GOAL ::
Copy out the following entries line for line, keeping every character the same. Leave the pictures out of your copy.

LISTED RECORDS ::
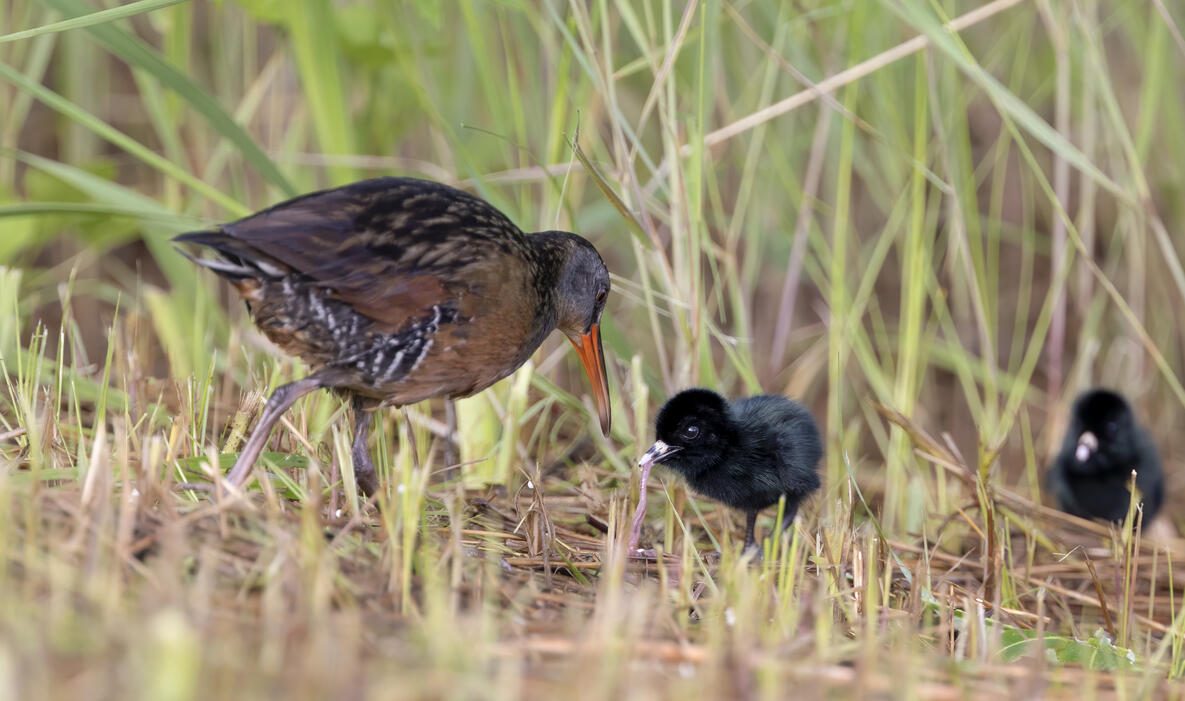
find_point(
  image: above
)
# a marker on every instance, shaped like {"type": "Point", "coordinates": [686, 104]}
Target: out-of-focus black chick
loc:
{"type": "Point", "coordinates": [745, 454]}
{"type": "Point", "coordinates": [1102, 445]}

SOLUTION TO THIS EXERCISE ::
find_point(
  image: above
)
# a marker on every instance, shaped like {"type": "Point", "coordinates": [686, 104]}
Target: out-of-focus black chick
loc:
{"type": "Point", "coordinates": [745, 454]}
{"type": "Point", "coordinates": [1102, 445]}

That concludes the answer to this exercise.